Put the records below, starting at the line that has "in green hoodie." and ending after the line that has "[793,127,821,168]", into a two-column CSV with the header instruction,output. Give one row per record, with its text under instruction and its answer under output, each field in double quotes and any line breaks changed to spaces.

•••

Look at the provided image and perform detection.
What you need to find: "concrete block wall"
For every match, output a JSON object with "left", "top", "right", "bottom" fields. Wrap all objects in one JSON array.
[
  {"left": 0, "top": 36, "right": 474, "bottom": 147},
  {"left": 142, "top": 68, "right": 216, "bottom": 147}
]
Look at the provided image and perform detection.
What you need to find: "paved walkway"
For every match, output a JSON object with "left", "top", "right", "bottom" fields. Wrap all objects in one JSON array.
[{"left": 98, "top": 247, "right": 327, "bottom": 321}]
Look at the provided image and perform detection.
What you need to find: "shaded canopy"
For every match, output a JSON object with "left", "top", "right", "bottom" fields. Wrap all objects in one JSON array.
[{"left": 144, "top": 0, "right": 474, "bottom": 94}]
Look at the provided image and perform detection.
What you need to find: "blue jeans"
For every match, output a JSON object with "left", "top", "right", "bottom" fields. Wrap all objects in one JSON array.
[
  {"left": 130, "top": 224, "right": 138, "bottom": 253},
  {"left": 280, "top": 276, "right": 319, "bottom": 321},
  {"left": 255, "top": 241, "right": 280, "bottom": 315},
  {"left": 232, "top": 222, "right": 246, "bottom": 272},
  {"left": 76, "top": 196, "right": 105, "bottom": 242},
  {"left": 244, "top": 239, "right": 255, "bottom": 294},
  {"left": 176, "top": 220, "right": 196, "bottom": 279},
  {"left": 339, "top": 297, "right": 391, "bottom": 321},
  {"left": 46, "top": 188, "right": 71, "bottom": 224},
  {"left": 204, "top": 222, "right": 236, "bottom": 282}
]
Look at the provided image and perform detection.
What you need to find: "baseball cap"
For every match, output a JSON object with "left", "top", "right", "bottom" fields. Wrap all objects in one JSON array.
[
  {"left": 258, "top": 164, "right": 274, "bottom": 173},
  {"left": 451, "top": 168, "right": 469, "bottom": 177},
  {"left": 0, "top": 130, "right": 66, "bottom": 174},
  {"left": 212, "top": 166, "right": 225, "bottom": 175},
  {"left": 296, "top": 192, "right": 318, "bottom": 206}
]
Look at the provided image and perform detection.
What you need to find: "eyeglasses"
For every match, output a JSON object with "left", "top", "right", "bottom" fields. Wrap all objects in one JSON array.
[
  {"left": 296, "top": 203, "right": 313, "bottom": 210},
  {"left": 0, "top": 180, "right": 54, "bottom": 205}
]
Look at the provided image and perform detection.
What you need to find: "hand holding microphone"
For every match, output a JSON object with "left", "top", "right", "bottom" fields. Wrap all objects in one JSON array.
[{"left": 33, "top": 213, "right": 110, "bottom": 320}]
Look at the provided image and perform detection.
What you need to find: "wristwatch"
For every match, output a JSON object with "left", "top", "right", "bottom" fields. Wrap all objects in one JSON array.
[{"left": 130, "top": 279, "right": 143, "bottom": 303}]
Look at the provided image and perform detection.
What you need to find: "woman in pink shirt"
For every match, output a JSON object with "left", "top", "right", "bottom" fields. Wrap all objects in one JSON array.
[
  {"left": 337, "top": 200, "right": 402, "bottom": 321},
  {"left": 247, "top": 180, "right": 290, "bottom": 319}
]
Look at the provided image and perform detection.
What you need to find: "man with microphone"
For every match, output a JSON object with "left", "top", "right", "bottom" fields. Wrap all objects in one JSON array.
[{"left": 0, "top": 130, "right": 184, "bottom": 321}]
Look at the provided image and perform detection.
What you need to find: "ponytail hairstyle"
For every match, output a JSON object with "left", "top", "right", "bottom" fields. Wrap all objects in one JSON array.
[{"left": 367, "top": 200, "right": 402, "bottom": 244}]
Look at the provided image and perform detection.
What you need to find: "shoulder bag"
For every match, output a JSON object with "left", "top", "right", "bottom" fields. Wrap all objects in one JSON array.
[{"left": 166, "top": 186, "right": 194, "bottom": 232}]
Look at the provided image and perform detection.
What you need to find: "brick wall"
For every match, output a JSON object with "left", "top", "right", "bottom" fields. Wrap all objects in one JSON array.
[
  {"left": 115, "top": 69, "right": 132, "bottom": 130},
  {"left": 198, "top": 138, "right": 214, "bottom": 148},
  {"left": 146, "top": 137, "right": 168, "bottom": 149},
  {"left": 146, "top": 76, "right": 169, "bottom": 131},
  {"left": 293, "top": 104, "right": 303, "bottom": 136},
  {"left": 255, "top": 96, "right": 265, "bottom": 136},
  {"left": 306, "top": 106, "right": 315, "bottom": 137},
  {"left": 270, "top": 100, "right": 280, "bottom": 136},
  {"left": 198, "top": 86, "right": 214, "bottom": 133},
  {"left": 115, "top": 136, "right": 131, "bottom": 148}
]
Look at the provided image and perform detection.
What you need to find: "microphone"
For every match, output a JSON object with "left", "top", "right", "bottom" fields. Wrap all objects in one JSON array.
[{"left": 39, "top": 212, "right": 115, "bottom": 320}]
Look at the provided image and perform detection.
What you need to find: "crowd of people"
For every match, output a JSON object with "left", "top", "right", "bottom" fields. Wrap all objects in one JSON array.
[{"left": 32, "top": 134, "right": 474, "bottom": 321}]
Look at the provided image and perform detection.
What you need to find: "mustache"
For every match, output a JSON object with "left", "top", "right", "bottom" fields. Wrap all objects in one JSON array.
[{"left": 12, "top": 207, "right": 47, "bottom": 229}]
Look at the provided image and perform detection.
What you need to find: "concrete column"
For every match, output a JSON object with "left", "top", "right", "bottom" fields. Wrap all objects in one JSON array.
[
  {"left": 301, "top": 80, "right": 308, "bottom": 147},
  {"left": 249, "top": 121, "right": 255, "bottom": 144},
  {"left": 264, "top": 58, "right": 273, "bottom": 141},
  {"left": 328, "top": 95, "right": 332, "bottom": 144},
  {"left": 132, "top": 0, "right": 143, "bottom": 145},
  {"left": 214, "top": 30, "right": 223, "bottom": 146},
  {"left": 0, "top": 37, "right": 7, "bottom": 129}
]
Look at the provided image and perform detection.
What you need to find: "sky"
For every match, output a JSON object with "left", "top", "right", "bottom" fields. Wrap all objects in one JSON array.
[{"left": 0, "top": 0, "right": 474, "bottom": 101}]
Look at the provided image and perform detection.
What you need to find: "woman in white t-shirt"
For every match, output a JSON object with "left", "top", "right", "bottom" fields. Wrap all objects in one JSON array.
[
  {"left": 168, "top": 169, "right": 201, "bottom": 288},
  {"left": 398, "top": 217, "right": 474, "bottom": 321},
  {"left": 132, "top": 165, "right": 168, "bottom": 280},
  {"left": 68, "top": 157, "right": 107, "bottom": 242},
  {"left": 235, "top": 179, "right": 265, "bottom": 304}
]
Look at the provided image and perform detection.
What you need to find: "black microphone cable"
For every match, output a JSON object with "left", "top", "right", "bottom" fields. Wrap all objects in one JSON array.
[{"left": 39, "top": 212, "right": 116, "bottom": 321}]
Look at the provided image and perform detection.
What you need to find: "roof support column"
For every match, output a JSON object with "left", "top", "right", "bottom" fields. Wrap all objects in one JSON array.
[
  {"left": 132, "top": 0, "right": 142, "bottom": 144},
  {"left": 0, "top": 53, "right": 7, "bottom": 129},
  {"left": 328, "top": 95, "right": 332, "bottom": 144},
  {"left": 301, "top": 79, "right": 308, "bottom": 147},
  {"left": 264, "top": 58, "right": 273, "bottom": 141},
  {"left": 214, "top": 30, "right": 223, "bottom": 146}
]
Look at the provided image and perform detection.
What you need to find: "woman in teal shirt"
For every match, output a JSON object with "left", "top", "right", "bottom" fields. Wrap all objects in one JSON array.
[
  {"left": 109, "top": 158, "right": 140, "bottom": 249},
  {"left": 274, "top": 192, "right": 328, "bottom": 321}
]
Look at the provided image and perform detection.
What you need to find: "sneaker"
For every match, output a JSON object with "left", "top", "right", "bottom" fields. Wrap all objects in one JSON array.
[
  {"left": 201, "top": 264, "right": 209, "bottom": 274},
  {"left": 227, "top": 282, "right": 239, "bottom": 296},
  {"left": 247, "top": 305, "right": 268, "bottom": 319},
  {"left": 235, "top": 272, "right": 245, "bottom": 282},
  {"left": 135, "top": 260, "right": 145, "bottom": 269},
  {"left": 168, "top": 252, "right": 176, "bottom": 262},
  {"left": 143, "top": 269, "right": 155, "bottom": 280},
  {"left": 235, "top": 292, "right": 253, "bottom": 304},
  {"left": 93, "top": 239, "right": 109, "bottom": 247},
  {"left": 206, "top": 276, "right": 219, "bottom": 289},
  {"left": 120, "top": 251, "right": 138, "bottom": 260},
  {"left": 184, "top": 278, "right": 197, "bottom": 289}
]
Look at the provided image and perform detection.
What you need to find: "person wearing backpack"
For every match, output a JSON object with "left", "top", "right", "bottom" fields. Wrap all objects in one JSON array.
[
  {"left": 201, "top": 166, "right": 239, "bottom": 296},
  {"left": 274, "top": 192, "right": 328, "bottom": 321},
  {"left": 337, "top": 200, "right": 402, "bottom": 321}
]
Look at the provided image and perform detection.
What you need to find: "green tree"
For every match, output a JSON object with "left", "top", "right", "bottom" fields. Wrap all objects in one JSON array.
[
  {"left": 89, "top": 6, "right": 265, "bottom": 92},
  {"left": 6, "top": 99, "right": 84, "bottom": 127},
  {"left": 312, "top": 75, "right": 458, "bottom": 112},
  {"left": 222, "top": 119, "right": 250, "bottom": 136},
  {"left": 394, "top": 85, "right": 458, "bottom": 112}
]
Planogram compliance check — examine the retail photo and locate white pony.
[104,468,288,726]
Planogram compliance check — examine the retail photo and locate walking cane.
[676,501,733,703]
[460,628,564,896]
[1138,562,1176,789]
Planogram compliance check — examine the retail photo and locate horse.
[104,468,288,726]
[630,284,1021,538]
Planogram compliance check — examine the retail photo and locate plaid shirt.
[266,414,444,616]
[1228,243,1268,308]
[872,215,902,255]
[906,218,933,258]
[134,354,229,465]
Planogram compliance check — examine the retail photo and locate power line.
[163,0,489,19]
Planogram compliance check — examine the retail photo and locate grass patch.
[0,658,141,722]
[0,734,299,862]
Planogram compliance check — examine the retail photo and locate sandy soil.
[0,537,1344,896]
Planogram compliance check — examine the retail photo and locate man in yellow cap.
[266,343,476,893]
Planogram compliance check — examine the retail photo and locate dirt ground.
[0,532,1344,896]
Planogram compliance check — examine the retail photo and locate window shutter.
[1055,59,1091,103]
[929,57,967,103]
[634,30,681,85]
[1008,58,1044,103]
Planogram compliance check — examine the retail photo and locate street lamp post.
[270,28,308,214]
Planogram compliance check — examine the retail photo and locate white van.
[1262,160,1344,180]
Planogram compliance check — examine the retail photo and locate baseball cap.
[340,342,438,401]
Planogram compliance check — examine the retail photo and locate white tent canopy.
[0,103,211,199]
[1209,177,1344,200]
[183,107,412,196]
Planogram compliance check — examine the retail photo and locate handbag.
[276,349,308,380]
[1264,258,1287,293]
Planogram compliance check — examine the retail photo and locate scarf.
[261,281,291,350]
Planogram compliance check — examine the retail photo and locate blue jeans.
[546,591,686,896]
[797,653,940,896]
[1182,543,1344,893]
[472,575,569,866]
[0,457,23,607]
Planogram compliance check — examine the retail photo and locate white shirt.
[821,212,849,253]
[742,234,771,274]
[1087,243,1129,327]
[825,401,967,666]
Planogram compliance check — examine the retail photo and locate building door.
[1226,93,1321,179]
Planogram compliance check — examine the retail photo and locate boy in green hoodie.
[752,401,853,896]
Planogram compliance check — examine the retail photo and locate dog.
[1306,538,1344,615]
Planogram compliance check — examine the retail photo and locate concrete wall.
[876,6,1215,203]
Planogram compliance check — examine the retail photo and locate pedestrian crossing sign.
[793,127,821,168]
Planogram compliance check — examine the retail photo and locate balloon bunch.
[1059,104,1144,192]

•••

**ANSWER IN FULL**.
instruction,output
"Planogram compliance check — examine the retail photo and locate boy in green hoodie.","[752,401,853,896]"
"Planogram compliance check — examine the retail photo and locate dog.","[1306,538,1344,615]"
"Planogram compliance check — examine the retail photo and locate concrete wall.","[876,6,1215,203]"
"Planogram compliance check — examine the retail photo and locate pedestrian crossing sign.","[793,127,821,168]"